*STATED PROBLEM*. Copy word for word the stretch of rows from the very start through the line that contains "(1174, 888)", including that line.

*MATERIAL PROVIDED*.
▬▬▬▬▬▬

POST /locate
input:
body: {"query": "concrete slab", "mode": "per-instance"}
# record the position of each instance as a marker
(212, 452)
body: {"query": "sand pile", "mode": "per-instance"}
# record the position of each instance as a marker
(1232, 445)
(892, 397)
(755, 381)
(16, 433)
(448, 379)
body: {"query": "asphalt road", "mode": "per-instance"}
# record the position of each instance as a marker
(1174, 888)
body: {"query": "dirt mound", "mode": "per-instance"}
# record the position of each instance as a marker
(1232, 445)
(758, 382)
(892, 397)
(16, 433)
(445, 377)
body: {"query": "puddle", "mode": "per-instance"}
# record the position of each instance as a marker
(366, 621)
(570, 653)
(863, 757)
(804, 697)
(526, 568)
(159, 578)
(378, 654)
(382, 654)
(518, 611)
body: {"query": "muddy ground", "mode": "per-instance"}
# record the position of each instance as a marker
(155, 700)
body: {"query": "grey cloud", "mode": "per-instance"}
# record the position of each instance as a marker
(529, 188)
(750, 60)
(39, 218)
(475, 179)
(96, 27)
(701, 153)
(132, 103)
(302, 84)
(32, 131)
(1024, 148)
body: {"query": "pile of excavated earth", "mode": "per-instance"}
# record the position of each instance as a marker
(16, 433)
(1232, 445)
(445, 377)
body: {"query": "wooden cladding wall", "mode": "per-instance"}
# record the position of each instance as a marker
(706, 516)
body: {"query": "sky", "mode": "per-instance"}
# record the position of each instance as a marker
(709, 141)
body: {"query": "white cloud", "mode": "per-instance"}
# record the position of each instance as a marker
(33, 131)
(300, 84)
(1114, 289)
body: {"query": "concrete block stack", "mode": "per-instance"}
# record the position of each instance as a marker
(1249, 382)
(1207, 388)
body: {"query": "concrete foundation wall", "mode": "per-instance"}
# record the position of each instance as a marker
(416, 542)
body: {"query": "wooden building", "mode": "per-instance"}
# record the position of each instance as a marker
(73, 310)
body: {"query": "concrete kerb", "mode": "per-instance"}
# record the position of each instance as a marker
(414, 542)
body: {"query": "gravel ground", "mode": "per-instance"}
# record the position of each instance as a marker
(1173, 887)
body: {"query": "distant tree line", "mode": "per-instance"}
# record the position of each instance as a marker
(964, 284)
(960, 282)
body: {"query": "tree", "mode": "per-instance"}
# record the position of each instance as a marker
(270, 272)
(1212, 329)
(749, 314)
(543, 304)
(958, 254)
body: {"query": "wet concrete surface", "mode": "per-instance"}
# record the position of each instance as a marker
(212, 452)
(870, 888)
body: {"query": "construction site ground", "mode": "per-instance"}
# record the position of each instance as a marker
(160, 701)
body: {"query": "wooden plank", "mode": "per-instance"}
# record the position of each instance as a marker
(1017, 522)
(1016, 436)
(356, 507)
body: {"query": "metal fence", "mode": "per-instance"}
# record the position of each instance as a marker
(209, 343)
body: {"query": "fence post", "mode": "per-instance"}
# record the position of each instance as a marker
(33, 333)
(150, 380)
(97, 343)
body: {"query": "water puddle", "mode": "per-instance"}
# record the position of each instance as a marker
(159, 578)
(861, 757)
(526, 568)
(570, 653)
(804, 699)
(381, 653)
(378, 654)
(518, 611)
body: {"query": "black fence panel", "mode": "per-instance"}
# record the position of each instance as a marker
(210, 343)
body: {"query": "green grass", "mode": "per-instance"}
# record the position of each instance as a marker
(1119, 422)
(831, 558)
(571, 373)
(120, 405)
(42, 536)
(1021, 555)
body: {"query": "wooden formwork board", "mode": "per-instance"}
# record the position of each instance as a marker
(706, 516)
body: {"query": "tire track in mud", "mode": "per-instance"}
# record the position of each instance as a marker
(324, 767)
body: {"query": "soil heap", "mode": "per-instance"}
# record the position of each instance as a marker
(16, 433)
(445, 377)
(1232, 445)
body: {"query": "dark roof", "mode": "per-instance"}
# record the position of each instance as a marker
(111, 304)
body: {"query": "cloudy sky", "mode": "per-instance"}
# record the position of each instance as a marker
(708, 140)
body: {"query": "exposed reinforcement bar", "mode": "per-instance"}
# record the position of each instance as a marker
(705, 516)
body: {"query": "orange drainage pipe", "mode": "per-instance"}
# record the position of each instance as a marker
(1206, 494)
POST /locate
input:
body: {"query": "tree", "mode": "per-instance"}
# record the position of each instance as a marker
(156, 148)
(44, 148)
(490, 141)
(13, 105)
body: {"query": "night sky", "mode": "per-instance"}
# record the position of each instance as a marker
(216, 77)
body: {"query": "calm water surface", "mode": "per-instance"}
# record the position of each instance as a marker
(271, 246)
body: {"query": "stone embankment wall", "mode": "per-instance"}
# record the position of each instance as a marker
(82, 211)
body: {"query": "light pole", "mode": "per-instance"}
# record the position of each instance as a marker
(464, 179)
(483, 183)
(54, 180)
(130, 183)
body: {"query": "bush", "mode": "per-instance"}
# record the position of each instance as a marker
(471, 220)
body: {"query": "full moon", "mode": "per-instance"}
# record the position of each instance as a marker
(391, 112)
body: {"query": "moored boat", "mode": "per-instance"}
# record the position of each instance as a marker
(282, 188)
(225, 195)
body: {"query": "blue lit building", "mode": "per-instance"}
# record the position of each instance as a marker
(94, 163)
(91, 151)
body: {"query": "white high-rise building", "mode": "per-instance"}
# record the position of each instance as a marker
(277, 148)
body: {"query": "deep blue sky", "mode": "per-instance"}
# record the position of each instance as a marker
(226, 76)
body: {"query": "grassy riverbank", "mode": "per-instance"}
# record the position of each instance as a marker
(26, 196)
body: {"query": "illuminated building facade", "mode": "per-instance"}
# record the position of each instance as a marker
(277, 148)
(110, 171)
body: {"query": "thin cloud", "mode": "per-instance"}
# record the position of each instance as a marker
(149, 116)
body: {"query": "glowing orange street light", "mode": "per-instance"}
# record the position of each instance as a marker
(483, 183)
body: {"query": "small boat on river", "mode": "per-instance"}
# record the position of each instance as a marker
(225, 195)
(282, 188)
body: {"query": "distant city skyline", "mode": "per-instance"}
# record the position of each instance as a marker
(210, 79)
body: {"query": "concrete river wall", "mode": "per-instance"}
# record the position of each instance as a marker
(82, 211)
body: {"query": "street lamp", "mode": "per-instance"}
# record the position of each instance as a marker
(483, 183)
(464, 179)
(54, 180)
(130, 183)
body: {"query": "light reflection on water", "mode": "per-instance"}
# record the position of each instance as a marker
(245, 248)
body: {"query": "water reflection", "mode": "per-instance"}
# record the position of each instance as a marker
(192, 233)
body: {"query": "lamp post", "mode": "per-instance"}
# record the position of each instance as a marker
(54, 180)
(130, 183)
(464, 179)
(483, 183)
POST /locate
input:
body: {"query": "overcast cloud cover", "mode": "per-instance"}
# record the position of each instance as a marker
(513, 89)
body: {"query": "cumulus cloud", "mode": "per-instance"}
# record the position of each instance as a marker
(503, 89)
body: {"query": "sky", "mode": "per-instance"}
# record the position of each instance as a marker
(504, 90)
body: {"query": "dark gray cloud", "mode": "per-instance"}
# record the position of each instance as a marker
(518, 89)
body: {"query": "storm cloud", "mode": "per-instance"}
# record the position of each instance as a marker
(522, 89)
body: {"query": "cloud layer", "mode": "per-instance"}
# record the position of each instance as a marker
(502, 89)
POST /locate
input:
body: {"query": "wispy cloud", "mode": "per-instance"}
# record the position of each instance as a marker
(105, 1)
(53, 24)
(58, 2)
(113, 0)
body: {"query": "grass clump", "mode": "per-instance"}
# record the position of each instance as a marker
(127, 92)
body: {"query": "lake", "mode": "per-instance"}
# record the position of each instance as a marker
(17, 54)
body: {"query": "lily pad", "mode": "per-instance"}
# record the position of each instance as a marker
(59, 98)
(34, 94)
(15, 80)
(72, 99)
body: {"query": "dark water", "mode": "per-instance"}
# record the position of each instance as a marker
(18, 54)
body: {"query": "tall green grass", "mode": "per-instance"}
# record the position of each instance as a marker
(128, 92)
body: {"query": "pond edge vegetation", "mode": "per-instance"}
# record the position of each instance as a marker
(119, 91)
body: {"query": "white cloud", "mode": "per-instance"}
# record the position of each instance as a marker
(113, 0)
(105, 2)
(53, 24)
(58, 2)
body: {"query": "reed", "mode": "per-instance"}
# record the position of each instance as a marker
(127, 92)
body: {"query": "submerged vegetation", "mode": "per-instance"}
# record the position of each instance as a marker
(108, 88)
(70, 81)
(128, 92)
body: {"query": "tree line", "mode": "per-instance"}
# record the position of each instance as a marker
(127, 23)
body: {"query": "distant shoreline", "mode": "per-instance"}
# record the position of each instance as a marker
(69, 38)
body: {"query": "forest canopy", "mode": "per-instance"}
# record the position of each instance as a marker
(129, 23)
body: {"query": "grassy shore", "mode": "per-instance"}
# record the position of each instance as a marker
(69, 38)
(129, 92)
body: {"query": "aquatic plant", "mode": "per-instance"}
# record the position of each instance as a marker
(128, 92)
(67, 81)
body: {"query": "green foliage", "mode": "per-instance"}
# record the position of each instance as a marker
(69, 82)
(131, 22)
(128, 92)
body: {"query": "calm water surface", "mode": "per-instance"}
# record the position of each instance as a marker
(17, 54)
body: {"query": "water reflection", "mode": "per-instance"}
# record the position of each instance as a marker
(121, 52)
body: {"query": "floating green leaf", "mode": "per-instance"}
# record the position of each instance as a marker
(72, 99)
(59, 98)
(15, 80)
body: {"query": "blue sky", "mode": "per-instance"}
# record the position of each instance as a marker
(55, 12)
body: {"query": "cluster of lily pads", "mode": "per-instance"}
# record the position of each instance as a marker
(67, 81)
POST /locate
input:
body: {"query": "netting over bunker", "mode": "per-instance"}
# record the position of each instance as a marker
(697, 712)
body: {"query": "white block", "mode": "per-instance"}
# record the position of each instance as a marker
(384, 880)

▬▬▬▬▬▬

*THE REPLY*.
POST /locate
input:
body: {"query": "concrete slab", "mode": "per-instance"}
# record the position of each instance as a marker
(212, 452)
body: {"query": "sand pile", "mode": "per-instance"}
# record the position of each instance as a marker
(1232, 445)
(892, 397)
(755, 381)
(16, 433)
(448, 379)
body: {"query": "asphalt road", "mode": "per-instance"}
# record the position of each instance as a marker
(1174, 888)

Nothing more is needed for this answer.